→ **Исходный текст**
* * * * * * *

Знаменитый русский художник Репин писал так:
«Мне представляется, что искусством на земле продолжается творческая деятельность Иеговы, уже через посредство особо одаренного человека. Сам Творец посещает и вдохновляет избранников своих – гениев и талантов, – невидимо».
Не случайно первый русский великий национальный поэт отожествил себя с ветхозаветным пророком. В недосягаемой после него вдохновенной простоте он открывает, как духовной жаждою томим в пустыне мрачной он влачился, и там явившийся его духовному взору серафим прикасается к его ушам и векам – и внял я неба содроганье, и горний ангелов полет, и гад морских подводный ход, и дальней лозы прозябанье.
Тогда ангел заменяет его человеческий язык и сердце на «жало мудрое <так! – Л.Ф.> змеи» и уголь, «пылающий огнем».
Как труп в пустыне я лежал,
и Бога глас ко мне воззвал:
«Восстань, пророк, и виждь, и внемли,
исполнись волею Моей
и, обходя моря и земли,
глаголом жги сердца людей.

* * * * * * *

→ **Список заданий**
- a) Продублируйте отрывок из текста о пророке, начиная с «Тогда ангел заменяет» и заканчивая «жги сердца людей.».
- b) Что, по словам Репина в тексте о пророке, продолжается на земле искусством?
- c) Допишите текст о пророке дальше, начав сразу после его последней строки.

→ **Предоставленные данные**
* * * * * * *

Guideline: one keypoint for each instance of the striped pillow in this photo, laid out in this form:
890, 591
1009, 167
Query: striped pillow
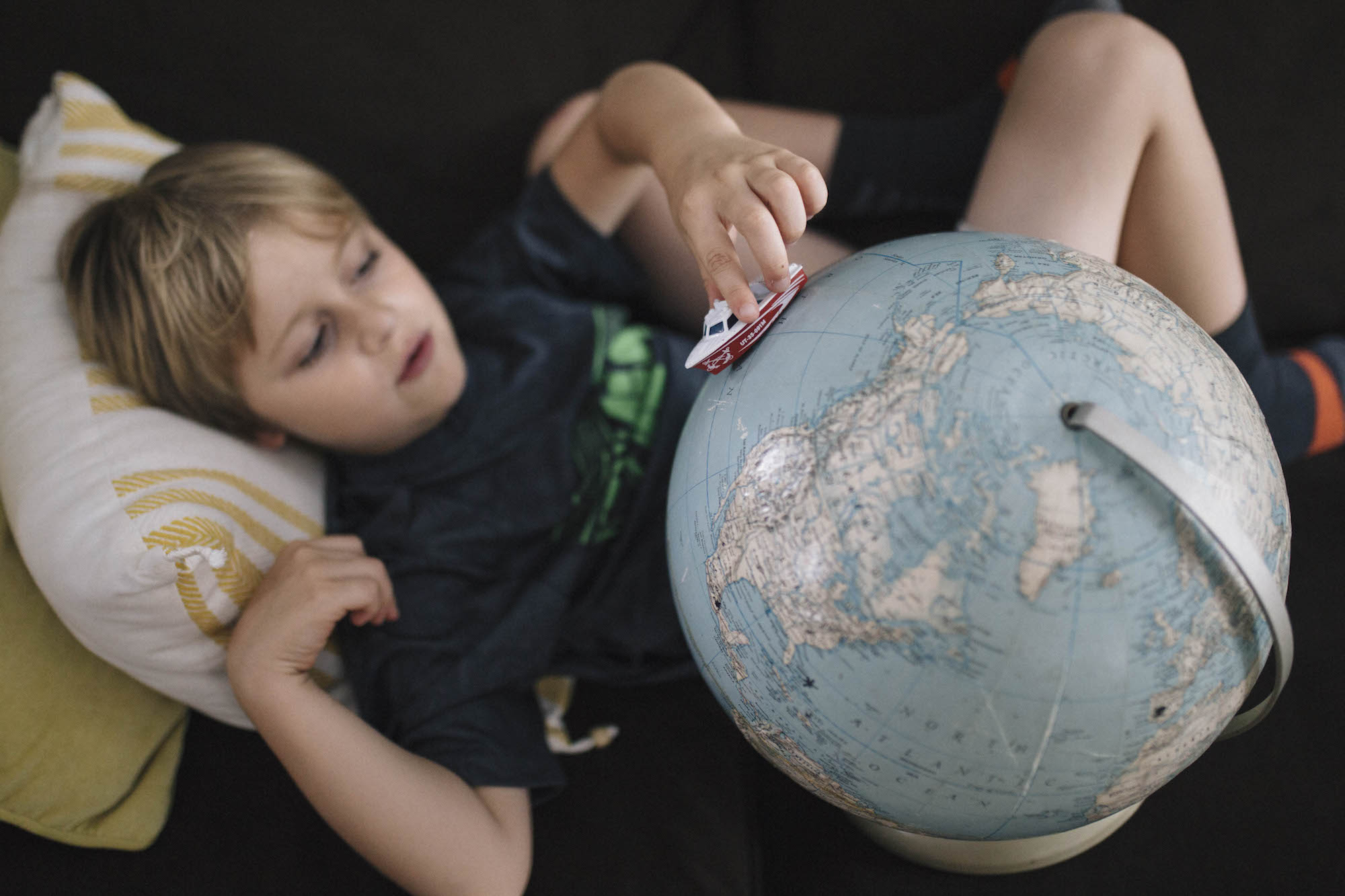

* * * * * * *

→ **Ответы на задания**
- a)
Тогда ангел заменяет его человеческий язык и сердце на «жало мудрое <так! – Л.Ф.> змеи» и уголь, «пылающий огнем».
Как труп в пустыне я лежал,
и Бога глас ко мне воззвал:
«Восстань, пророк, и виждь, и внемли,
исполнись волею Моей
и, обходя моря и земли,
глаголом жги сердца людей.

- b) Творческая деятельность Иеговы.

- c)
Не для пробы своих сил стремились русские творцы «ударить по сердцам с неведомою силой». Возможно, не имея достойного оправдания своей работе, они отказались бы от вдохновения. И никакие трудности преодоления материала еще не могли бы остановить их, если они твердо верили в свое призвание. На что хаотична стихия музыки, но и ее русский композитор пытался сделать разумной и подчинить духу. В записках Даргомыжского мы читаем: «Хочу, чтобы звуки прямо выражали слово. Хочу правды». Эта сила одухотворенного изумительна. Но правда человечная, не лишенная телесности; правда, несущая на землю спасение. Она так ослепительна и высока среди земного базара, что понятно, почему служение ей – обрекает на жертву. Отсюда судьба носителя русского таланта трагична. Чувствуя себя ответственным перед другими за свою избранность, он посвящает себя этим поискам, ища всюду и прежде всего в самом себе. То же, что порою ему кажется правдой, он пробует на своей жизни и часто сгибается и погибает под тяжестью этой пробы. В истории русской культуры не трудно найти примеры подобной мудрой{9} простоты. Она добросовестна до конца и человечна. Так, Лев Толстой провел в поисках юность и возмужалый возраст, а восьмидесятилетним стариком взял посох и оставил полую чашу дома только потому, что счел это своей правдой и, уча других, хотел показать ее истинность на своем примере.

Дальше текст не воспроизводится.